It’s been over a month since I came back from my Camino Frances pilgrimage … I know I had promised to write my blog posts about my inner and outer journey through Camino on a weekly basis. But honestly, I just wasn’t able to. Although I kept posting daily inspirations on social media in order to wrap 365 days with my Global Inspirers project up, the content for blog posts usually requires more introspection and time. During my first few days on the Way, I’ve come to realize that Camino as an experience deserves to be taken with honesty and full awareness, allowing the insights and lessons to enrol as a whole.

Camino Was about Discovering a New Dimension of Mindfulness, the Art of Being in the Moment

You’ve probably noticed that I discuss mindfulness often. During the coaching sessions, motivational speeches or workshops, I like to point out how the art of “being in the moment” helps me get through my day and my tasks in order to achieve all sorts of micro and macro, personal and professional goals …

But to be honest, being on Camino has brought mindfulness into a totally new perspective. I finally realised what it’s all about. What it really means. Being mindful, present in the moment and aware of every single step kept me safe throughout my journey.

(Contour labeling items)
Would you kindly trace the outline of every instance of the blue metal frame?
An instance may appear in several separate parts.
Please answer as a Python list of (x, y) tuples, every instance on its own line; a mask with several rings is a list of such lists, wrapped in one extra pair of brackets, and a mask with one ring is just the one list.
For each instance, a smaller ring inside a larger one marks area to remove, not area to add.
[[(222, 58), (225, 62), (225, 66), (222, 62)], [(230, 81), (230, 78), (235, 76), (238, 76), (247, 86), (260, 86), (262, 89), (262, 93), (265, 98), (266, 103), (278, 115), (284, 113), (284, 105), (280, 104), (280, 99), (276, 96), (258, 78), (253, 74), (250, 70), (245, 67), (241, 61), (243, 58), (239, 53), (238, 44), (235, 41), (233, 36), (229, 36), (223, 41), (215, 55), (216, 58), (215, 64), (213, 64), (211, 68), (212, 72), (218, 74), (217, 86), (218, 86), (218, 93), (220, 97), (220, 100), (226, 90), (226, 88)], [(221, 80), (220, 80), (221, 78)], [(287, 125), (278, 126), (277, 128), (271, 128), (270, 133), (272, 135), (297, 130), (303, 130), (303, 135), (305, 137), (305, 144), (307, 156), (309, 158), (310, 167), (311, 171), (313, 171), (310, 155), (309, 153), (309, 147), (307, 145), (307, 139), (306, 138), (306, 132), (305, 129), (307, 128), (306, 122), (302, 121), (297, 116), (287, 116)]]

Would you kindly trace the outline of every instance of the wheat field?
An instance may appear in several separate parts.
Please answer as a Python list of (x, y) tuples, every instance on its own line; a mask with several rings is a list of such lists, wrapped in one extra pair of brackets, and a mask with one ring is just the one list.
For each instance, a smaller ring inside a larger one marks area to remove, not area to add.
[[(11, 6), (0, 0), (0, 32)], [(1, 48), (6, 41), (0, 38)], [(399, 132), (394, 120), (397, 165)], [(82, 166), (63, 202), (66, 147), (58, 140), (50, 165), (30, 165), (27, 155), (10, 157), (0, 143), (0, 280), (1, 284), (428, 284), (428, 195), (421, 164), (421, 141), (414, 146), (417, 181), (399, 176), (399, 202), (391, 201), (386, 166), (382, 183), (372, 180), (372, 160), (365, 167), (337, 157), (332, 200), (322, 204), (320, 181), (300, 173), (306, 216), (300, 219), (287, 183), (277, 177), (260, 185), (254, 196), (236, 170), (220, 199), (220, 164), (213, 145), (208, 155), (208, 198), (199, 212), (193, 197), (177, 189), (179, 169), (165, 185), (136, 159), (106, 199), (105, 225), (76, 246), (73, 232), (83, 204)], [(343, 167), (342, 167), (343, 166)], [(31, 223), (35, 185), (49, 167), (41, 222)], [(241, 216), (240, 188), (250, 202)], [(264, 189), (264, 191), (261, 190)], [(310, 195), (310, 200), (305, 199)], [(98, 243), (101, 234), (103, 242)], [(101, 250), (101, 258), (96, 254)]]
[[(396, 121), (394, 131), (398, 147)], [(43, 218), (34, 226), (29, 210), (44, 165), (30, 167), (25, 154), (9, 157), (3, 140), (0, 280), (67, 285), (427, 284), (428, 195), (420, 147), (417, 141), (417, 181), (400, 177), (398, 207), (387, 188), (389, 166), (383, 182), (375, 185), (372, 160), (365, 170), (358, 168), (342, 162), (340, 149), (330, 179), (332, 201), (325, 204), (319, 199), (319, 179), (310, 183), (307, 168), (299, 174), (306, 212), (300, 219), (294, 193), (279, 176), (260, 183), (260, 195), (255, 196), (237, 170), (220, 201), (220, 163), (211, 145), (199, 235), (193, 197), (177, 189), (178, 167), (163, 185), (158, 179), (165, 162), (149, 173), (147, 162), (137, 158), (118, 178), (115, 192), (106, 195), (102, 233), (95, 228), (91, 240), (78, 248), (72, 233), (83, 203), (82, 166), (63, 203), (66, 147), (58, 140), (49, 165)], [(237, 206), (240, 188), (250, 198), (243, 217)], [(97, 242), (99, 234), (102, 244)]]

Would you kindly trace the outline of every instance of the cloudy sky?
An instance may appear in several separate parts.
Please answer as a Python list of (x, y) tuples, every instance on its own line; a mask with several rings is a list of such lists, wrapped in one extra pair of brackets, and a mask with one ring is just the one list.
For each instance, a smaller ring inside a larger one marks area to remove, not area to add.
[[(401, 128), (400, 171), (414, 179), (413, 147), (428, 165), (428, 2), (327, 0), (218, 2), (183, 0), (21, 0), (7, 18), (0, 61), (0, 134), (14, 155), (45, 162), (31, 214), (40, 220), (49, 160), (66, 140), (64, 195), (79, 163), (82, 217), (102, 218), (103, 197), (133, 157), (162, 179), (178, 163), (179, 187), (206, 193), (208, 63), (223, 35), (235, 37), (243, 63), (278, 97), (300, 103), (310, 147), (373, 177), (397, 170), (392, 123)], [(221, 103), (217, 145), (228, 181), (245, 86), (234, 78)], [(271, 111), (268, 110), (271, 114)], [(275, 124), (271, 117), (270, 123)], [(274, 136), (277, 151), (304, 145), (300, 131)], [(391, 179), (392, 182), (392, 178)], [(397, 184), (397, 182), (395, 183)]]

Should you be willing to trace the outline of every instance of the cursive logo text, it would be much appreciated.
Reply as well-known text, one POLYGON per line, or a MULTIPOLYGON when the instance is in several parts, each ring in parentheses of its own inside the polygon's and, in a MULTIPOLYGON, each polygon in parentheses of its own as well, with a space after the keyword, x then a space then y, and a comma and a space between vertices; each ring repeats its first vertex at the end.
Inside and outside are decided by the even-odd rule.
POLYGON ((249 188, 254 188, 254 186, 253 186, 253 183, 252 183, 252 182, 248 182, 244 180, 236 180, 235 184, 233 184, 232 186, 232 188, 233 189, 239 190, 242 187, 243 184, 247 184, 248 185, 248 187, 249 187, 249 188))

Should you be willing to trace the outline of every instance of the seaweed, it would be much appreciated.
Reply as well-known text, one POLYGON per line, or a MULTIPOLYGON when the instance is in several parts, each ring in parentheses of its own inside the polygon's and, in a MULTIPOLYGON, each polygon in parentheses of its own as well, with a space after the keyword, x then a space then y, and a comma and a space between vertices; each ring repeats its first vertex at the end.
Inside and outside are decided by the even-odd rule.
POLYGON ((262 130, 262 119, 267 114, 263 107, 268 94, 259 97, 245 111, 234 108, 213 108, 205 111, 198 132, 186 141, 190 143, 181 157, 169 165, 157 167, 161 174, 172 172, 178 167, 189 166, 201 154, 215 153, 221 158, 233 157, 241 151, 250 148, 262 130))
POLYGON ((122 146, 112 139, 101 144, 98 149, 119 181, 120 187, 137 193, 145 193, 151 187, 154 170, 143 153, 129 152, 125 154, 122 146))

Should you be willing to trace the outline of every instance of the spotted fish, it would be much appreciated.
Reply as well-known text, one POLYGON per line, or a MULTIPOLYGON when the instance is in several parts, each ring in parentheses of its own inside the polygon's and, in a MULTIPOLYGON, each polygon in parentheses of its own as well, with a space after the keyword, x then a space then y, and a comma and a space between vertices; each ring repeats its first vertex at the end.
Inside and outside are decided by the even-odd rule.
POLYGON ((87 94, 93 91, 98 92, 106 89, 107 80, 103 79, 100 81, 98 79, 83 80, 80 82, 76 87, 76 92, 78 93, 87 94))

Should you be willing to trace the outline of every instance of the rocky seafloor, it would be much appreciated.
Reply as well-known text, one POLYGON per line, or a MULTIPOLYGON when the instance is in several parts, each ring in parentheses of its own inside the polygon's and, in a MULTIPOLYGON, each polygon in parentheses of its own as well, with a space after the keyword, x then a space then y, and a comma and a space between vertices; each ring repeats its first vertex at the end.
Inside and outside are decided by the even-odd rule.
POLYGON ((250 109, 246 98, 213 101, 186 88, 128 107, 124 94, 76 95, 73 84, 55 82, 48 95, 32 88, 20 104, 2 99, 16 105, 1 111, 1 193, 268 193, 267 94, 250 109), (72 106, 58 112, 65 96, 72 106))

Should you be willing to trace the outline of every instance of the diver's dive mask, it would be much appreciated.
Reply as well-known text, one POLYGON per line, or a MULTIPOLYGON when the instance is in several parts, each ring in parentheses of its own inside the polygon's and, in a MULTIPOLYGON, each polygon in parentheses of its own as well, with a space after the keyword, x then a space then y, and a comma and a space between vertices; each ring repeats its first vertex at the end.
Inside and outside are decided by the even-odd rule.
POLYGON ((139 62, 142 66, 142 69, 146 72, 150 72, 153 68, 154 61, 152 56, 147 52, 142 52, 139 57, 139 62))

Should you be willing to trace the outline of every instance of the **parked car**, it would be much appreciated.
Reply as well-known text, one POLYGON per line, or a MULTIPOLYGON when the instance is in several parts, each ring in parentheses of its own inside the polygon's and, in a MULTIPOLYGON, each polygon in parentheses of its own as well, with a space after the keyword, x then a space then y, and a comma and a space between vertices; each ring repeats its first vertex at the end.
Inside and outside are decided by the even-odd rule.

TASKS TO COMPLETE:
1. Summarize the Camino post in two sentences.
2. Reproduce the part of the Camino post that opens with the words containing "It’s been over" and closes with "as a whole.".

PROBLEM SOLUTIONS:
1. More than a month after returning from the Camino Frances pilgrimage, the writer explains that the promised weekly blog posts did not appear because such writing requires more introspection and time, and because the Camino deserves to be taken with honesty and full awareness. Although the writer often discusses mindfulness in coaching sessions and workshops, the Camino brought it into a totally new perspective, since being present and aware of every single step kept the writer safe throughout the journey.

2.
It’s been over a month since I came back from my Camino Frances pilgrimage … I know I had promised to write my blog posts about my inner and outer journey through Camino on a weekly basis. But honestly, I just wasn’t able to. Although I kept posting daily inspirations on social media in order to wrap 365 days with my Global Inspirers project up, the content for blog posts usually requires more introspection and time. During my first few days on the Way, I’ve come to realize that Camino as an experience deserves to be taken with honesty and full awareness, allowing the insights and lessons to enrol as a whole.